── 本文 ──
[特集]

次世代型の気候変動対策と新型コロナ・パンデミック対策

― 環境重視の「日本版グリーンディール」の導入を ―
2020/06/05
(金)
インプレスSmartGridニューズレター編集部

日本版グリーンディールの導入の提唱

 国際的な新しい動向を背景に、IGES(地球環境戦略研究機関)の松下氏は、「日本版グリーンディール」の導入を提唱した。

 松下氏は、「現在、新型コロナのパンデミックによって、リーマンショックの時以上の経済不況が全世界を襲い、一時的にCO2排出量が減少している。このような経済不況の脱却を意図した経済復興政策を推進する場合、CO2排出量を考慮しない従来型視点の経済復興策政策では、短期的に経済回復になったとしても、長期的視点からは脱炭素社会への転換や構造変化は望めない。そこで、これらを考慮した新しい経済復興策を策定し、経済不況からの脱却と同時に、脱炭素社会への移行と転換を促進することが重要となる」と述べた。

 具体的には、次のような内容を含む日本版グリーンディールの導入を示した。
───
◆ 課題 1:
本文に出てくるカタカナ表記の語を、重複を除いてすべて挙げよ。
◆ 課題 2:
本文のうち「次世代型の気候変動対策と新型コロナ・パンデミック対策」から「ことが重要となる」と述べた。」までを、両端を含めてそのまま書き出すこと。
本文に書かれている内容だけを手がかりにすること。
── レコード一覧 ──
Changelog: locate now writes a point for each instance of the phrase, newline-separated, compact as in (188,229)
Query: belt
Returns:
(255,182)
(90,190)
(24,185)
───
◆ 解答 1:
コロナ、パンデミック、グリーンディール、インプレス、ニューズレター、リーマンショック

◆ 解答 2:
次世代型の気候変動対策と新型コロナ・パンデミック対策

― 環境重視の「日本版グリーンディール」の導入を ―
2020/06/05
(金)
インプレスSmartGridニューズレター編集部

日本版グリーンディールの導入の提唱

 国際的な新しい動向を背景に、IGES(地球環境戦略研究機関)の松下氏は、「日本版グリーンディール」の導入を提唱した。

 松下氏は、「現在、新型コロナのパンデミックによって、リーマンショックの時以上の経済不況が全世界を襲い、一時的にCO2排出量が減少している。このような経済不況の脱却を意図した経済復興政策を推進する場合、CO2排出量を考慮しない従来型視点の経済復興策政策では、短期的に経済回復になったとしても、長期的視点からは脱炭素社会への転換や構造変化は望めない。そこで、これらを考慮した新しい経済復興策を策定し、経済不況からの脱却と同時に、脱炭素社会への移行と転換を促進することが重要となる」と述べた。